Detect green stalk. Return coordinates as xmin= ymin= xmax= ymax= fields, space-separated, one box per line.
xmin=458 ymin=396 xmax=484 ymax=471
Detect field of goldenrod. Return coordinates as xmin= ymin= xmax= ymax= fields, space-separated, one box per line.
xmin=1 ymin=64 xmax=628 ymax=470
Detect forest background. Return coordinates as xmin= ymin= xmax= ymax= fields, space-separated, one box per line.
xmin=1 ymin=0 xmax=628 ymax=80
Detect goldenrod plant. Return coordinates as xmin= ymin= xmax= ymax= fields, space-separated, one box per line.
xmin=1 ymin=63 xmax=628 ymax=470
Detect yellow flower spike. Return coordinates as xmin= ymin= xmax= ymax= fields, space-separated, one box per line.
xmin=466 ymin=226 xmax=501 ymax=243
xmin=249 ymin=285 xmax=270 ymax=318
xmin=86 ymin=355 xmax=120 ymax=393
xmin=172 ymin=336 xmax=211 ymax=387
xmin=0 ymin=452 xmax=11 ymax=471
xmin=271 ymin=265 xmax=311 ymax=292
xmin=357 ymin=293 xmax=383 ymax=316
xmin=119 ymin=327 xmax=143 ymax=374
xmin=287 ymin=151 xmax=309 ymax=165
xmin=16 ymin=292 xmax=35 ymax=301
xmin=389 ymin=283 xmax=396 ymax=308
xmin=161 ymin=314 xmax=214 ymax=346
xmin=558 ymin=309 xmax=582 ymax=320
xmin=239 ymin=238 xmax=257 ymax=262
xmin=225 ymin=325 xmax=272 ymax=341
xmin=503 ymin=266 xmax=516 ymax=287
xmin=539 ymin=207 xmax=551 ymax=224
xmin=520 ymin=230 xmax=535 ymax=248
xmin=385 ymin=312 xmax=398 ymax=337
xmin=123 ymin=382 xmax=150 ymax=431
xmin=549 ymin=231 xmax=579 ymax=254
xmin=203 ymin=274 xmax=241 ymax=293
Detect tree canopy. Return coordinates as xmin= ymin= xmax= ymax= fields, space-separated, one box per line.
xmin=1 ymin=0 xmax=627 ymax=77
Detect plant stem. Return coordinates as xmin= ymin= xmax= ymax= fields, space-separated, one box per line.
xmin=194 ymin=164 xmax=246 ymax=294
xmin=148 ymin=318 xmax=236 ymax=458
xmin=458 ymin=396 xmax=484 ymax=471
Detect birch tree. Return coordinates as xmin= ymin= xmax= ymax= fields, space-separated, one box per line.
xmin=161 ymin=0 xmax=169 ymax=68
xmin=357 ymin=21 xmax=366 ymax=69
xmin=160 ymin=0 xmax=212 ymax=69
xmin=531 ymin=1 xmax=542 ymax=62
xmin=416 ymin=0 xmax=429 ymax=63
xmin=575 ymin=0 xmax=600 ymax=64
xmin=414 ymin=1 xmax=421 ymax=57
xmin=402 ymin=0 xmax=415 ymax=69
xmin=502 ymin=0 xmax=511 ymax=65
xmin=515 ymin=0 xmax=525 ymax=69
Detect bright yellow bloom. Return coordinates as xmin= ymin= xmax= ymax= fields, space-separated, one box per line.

• • •

### WORK TO BE COMPLETED
Line by line, copy the entries above exactly as they appear.

### COMPLETED EXERCISE
Detect green stalk. Return coordinates as xmin= ymin= xmax= ymax= fields, space-separated, one box per line.
xmin=458 ymin=396 xmax=484 ymax=471
Detect field of goldenrod. Return coordinates as xmin= ymin= xmax= ymax= fields, space-separated, one box per line.
xmin=1 ymin=64 xmax=628 ymax=470
Detect forest background. Return coordinates as xmin= ymin= xmax= ymax= fields, space-separated, one box per line.
xmin=1 ymin=0 xmax=628 ymax=80
Detect goldenrod plant. Return coordinates as xmin= ymin= xmax= ymax= fields, space-separated, one box per line.
xmin=1 ymin=63 xmax=628 ymax=470
Detect yellow flower spike. Return coordinates as xmin= ymin= xmax= ymax= fields, space-separated, one box per line.
xmin=466 ymin=226 xmax=501 ymax=243
xmin=249 ymin=285 xmax=270 ymax=318
xmin=86 ymin=355 xmax=120 ymax=393
xmin=172 ymin=336 xmax=211 ymax=387
xmin=0 ymin=452 xmax=11 ymax=471
xmin=271 ymin=265 xmax=311 ymax=292
xmin=357 ymin=293 xmax=383 ymax=316
xmin=119 ymin=327 xmax=143 ymax=374
xmin=287 ymin=151 xmax=309 ymax=165
xmin=16 ymin=292 xmax=35 ymax=301
xmin=389 ymin=283 xmax=396 ymax=308
xmin=161 ymin=314 xmax=214 ymax=346
xmin=558 ymin=309 xmax=582 ymax=320
xmin=239 ymin=238 xmax=257 ymax=262
xmin=225 ymin=325 xmax=272 ymax=341
xmin=503 ymin=266 xmax=516 ymax=287
xmin=539 ymin=207 xmax=551 ymax=224
xmin=520 ymin=230 xmax=535 ymax=248
xmin=385 ymin=312 xmax=398 ymax=337
xmin=123 ymin=382 xmax=150 ymax=431
xmin=549 ymin=231 xmax=579 ymax=254
xmin=203 ymin=274 xmax=241 ymax=293
Detect tree canopy. Return coordinates as xmin= ymin= xmax= ymax= fields, space-separated, one box per line.
xmin=1 ymin=0 xmax=627 ymax=77
Detect plant stem. Return coordinates as xmin= ymin= xmax= ymax= fields, space-separated, one box per line.
xmin=194 ymin=164 xmax=246 ymax=294
xmin=148 ymin=318 xmax=236 ymax=458
xmin=458 ymin=396 xmax=484 ymax=471
Detect birch tree. Return coordinates as xmin= ymin= xmax= ymax= fields, space-separated, one box per line.
xmin=161 ymin=0 xmax=169 ymax=68
xmin=357 ymin=21 xmax=366 ymax=69
xmin=160 ymin=0 xmax=212 ymax=69
xmin=531 ymin=1 xmax=542 ymax=62
xmin=416 ymin=0 xmax=429 ymax=63
xmin=575 ymin=0 xmax=600 ymax=64
xmin=414 ymin=1 xmax=421 ymax=57
xmin=402 ymin=0 xmax=415 ymax=69
xmin=502 ymin=0 xmax=511 ymax=65
xmin=515 ymin=0 xmax=525 ymax=69
Detect bright yellow bloom. Return coordinates as xmin= ymin= xmax= ymax= fields, space-separated, one box per line.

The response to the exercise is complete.